Le volontarisme de l’Europe concernant les Roms, suffit-il? L’ONU à son tour, et à nouveau, s’inquiète. Viviane Reding à Paris.

La Commission européenne veut se montrer volontariste lorsqu’il s’agit de «l’inclusion» des Roms ». Plans stratégiques, fonds européens, intégration dans la stratégie 2020 et même surveillance de la France. Est-ce suffisant ? A ceux qui répondent que pour entendre la Commission , il faut tendre l’oreille, on pourrait répondre par le proverbe français : il n’y a pire sourd que celui qui ne veut pas entendre. Il est certain que les Roms causent désormais des problèmes importants au gouvernement socialiste français  et une part importante de l’opinion publique européenne et nationale est surprise par la dureté de l’action  et singulièrement après l’évacuation du campement Rom à Evry, ville dont le Ministre de l’intérieur était le maire jusqu’à son entrée au gouvernement comme ministre de l’intérieur. Depuis des démantèlements spectaculaires se sont produits près de Lyon (Saint- Priest) et ailleurs.

 Face aux démantèlements de campements roms décidés par le ministre de l’Intérieur Manuel Valls, la Commission européenne a placé une nouvelle fois la France sous «surveillance» le 10 août dernier, deux ans après le coup d’éclat de 2010. C’est l’expression d’un certain échec  deux ans après. Cette décision confirme aussi le poids grandissant qu’a acquis la Commission européenne à propos des Roms. Certes, la majeure partie des politiques se joue au niveau national ou local. Mais la Commission  fait valoir son rôle de «coordinatrice» et d’incitatrice de pratiques se voulant vertueuses, bien que certains lui reprochent d’être beaucoup trop timide, pusillanime. Qu’il s’agisse de discipline budgétaire, pourtant librement consentie ou d’autres domaines (par exemple la cybercriminalité sur laquelle tout le monde s’accorde, cf. autre article) elle peine à faire prévaloir son point de vue , à faire respecter les décisions prises ou simplement à faire respecter le droit .

(Éléments du jeu de données)
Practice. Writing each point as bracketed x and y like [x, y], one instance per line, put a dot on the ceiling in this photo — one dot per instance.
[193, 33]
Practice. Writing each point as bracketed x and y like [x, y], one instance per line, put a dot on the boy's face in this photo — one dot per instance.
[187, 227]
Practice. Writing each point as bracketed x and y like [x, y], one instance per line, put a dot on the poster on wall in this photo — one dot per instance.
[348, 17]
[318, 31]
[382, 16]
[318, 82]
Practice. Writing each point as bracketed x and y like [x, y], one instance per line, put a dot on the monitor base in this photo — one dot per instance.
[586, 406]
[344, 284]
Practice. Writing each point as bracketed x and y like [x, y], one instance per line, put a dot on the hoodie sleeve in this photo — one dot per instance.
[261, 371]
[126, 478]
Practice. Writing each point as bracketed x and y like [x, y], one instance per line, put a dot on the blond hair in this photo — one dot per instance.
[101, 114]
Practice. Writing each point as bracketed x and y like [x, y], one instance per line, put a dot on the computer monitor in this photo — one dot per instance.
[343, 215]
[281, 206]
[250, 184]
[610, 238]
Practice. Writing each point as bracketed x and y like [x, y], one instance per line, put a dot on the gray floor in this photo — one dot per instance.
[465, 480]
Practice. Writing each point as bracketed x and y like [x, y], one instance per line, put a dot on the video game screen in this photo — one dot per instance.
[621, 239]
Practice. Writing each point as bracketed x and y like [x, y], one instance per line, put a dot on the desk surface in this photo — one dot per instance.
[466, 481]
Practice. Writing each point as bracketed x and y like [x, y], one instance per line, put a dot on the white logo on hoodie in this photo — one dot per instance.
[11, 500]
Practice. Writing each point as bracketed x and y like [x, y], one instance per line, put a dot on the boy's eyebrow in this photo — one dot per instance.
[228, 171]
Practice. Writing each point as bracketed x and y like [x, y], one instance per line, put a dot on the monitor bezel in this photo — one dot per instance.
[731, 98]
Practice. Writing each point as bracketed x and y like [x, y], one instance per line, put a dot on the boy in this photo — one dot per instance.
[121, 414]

Série de tâches:
1. D'après l'article sur les Roms, répondez aux questions suivantes.
(a) À quelle date la Commission européenne a-t-elle de nouveau placé la France sous « surveillance » ?
(b) De quelle ville le ministre de l'Intérieur était-il le maire avant d'entrer au gouvernement ?
(c) Près de quelle grande ville des démantèlements spectaculaires se sont-ils produits, et dans quelle commune ?
2. Recopiez à l'identique le listing, depuis la ligne contenant « on the desk » jusqu'à la fin du listing, ces deux bornes comprises.

Réponses par tâche:
1.
(a) Le 10 août dernier.
(b) Evry.
(c) Près de Lyon, à Saint-Priest.

2.
Practice. Writing each point as bracketed x and y like [x, y], one instance per line, put a dot on the desk surface in this photo — one dot per instance.
[466, 481]
Practice. Writing each point as bracketed x and y like [x, y], one instance per line, put a dot on the white logo on hoodie in this photo — one dot per instance.
[11, 500]
Practice. Writing each point as bracketed x and y like [x, y], one instance per line, put a dot on the boy's eyebrow in this photo — one dot per instance.
[228, 171]
Practice. Writing each point as bracketed x and y like [x, y], one instance per line, put a dot on the monitor bezel in this photo — one dot per instance.
[731, 98]
Practice. Writing each point as bracketed x and y like [x, y], one instance per line, put a dot on the boy in this photo — one dot per instance.
[121, 414]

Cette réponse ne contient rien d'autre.